== Exercise objective ==
Copy every line below precisely, leaving nothing out.

Records drawn from a dataset:
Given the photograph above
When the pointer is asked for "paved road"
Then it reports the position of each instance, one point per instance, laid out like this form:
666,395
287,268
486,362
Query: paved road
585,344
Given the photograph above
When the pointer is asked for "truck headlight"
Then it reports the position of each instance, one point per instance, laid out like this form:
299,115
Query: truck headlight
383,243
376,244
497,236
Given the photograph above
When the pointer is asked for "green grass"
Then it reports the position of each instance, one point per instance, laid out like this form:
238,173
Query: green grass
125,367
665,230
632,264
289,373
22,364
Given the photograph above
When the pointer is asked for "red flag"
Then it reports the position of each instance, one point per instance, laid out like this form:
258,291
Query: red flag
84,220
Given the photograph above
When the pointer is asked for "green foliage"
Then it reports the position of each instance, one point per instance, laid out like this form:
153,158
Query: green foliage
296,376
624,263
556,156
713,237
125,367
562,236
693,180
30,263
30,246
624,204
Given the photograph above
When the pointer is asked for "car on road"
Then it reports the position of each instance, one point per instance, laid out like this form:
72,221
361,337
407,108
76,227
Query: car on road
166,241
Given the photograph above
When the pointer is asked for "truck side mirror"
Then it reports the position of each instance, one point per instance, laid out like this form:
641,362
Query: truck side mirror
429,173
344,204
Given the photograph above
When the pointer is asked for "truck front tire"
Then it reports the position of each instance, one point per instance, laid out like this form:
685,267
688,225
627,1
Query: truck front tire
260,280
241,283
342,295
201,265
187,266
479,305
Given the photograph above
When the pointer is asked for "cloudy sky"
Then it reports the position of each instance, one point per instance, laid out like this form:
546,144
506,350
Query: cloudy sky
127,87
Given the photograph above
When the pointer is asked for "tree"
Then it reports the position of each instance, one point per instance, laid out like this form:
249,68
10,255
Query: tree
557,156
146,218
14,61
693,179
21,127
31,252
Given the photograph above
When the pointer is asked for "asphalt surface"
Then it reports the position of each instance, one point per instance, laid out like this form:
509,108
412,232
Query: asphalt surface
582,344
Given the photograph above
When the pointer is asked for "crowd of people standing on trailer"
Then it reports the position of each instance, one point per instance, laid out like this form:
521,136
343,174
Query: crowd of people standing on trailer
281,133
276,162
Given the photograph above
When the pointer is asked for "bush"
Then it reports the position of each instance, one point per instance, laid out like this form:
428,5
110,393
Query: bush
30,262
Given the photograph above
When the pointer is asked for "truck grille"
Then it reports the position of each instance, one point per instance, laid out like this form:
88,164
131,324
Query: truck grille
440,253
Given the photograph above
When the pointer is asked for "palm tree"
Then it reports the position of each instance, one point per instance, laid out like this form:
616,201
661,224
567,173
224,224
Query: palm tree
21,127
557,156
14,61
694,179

== Answer to this task ==
Given the photograph above
When the pointer is asked for "paved road"
Then it reports the position of each instance, one point per instance, laid out like this form:
666,395
287,268
486,362
Query: paved road
585,344
Given the photograph above
When the pointer is asked for "truck headlight"
Then it reports the position of each instance, one point per instance, laid out like this form:
299,115
Query: truck headlight
383,243
376,244
497,236
Given the photograph above
When the pointer is asked for "green grass"
Then it reports the position of each instance, one point per instance, laid out like this form:
238,173
Query: green grass
125,367
665,230
632,264
289,373
22,364
Given the photograph above
When the pointer is asked for "red flag"
Then it reports the position of each instance, one point per instance, laid out like this form:
258,291
Query: red flag
84,220
Given the photograph above
When the pointer is asked for "green foliage"
Then it reports the position of each instance, one point per instance, laid out like this form:
153,158
Query: green foliage
296,376
624,263
556,156
713,237
125,367
562,236
693,180
30,263
30,246
624,204
Given the photograph above
When the pointer is asked for "car on road"
Then it reports the position of each instance, one point per instance, laid out like this form:
72,221
361,337
407,108
76,227
Query: car on road
166,241
Given the photograph above
When the pointer is asked for "truck side mirror"
Then it reports the position of each instance, one point per instance, laid out like this form:
641,362
Query: truck side mirror
429,173
344,204
Given the photograph above
When the pointer is asked for "truck front tire"
Then it reports the position of each instance, one point per instance, laid out like this form:
685,267
688,225
627,1
Query: truck front tire
260,280
241,283
342,295
201,265
187,266
479,305
Given the photograph above
When the pointer is asked for "cloudy sky"
Then it reports the position of each instance, one point per instance, laid out like this form:
546,144
506,350
Query: cloudy sky
127,87
Given the photograph above
When the pointer is asked for "tree"
Then it reports the position of each instance, one point per instance, laid out like this form:
249,68
10,255
Query: tree
557,156
146,218
14,61
693,179
21,127
31,252
Given the photograph above
When the pointer is asked for "asphalt surface"
Then it reports the position of each instance, one point per instance, laid out like this form:
509,108
412,232
Query: asphalt surface
582,344
Given the photograph above
When the pointer is asked for "crowd of people standing on trailer"
Then it reports the position of each instance, one point per instance, laid out like this form:
521,136
343,174
Query: crowd of people standing on trailer
281,133
276,162
Given the photograph above
When the pointer is asked for "bush"
Then it reports the position of each instance, one point per instance, laid out like this form:
428,5
110,393
Query: bush
30,262
Given the photograph above
When the pointer is asked for "truck grille"
Then it reports the position of each instance, one point per instance, laid out like this form:
88,164
131,324
Query: truck grille
440,253
Given the photograph above
When the pointer is asked for "palm tree"
Then it reports the position of each instance, one point per instance, laid out like this form:
616,201
661,224
567,173
224,224
Query: palm tree
21,127
557,156
14,61
694,179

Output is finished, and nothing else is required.